* _Point annotation records_:
::::
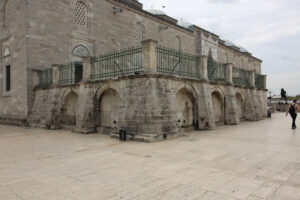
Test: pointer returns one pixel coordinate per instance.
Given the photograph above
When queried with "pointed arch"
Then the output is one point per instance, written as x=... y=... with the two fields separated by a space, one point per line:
x=107 y=105
x=186 y=106
x=218 y=102
x=241 y=104
x=81 y=14
x=69 y=107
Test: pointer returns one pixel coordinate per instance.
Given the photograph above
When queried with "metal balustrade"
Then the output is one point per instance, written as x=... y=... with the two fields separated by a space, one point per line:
x=177 y=63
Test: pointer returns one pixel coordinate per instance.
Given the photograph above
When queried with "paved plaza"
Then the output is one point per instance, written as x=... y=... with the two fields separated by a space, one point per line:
x=252 y=161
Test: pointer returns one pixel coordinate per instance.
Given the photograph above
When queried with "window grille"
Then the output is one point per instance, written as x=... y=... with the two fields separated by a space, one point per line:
x=7 y=78
x=139 y=33
x=81 y=12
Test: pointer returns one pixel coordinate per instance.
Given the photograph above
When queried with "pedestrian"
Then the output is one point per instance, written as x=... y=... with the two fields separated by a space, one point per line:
x=293 y=108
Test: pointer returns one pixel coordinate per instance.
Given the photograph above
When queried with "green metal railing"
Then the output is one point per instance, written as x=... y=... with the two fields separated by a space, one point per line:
x=240 y=77
x=217 y=72
x=259 y=81
x=175 y=62
x=70 y=73
x=118 y=63
x=45 y=77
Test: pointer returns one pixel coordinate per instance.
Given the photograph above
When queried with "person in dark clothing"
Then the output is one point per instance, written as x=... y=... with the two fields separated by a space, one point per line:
x=293 y=108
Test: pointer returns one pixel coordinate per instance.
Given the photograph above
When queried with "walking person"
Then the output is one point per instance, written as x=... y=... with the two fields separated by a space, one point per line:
x=293 y=108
::::
* _Written task_:
Could you rewrite all of these lines with every "photograph" changed to "image" and nothing else altered, leaving the pictures out of your answer?

* _Solution for this exercise_:
Test: pointer returns one pixel coordinate per instance.
Given the image above
When queried with "pointed arch"
Then the output is one point per instance, written as x=... y=... with the two fields separated by a space, one point per line:
x=107 y=105
x=186 y=106
x=218 y=102
x=241 y=104
x=81 y=14
x=69 y=107
Test: pointer returns one pixel coordinate per instance.
Given the image above
When queried with "metal balustrade"
Then the output is one point per instance, written as x=... y=... with the two fields separated by a space, one point per line:
x=177 y=63
Test: pointer returns one pixel coordinate per instance.
Given the image above
When queried with "paved plaza"
Then the output is one point per instance, written as x=... y=... with the two fields separated by a space, one point per line:
x=252 y=161
Test: pointer returns one pixel coordinate per instance.
Given the image above
When queried with "window grille"
Then the output is one point per instance, written as x=... y=... with the two fields separated by a space, one point per line:
x=7 y=78
x=139 y=33
x=81 y=12
Test: pointer returns one pixel coordinate per instance.
Given the image above
When queried with "pedestrian"
Then the output is one point per instance, written as x=... y=... with the two fields separated by a space, one point per line:
x=293 y=108
Test: pointer returns one pixel coordinate per instance.
Given the image above
When queried with "green metal railing"
Then the output is one point per instance, written as x=... y=... with the two fields separated by a space, one point per line:
x=240 y=77
x=217 y=72
x=259 y=81
x=175 y=62
x=70 y=73
x=118 y=63
x=45 y=77
Test: pointer returns one pixel coordinate per instance.
Given the image above
When queried with "person in dark clothing"
Then the output is one point per instance, written as x=... y=... with the two fields separated by a space, one point per line:
x=293 y=108
Test: pointer returns one pixel coordinate per instance.
Given the image above
When queried with "walking person"
Then the output is one point per instance, written as x=... y=... with the two fields separated by a space, one point per line:
x=293 y=108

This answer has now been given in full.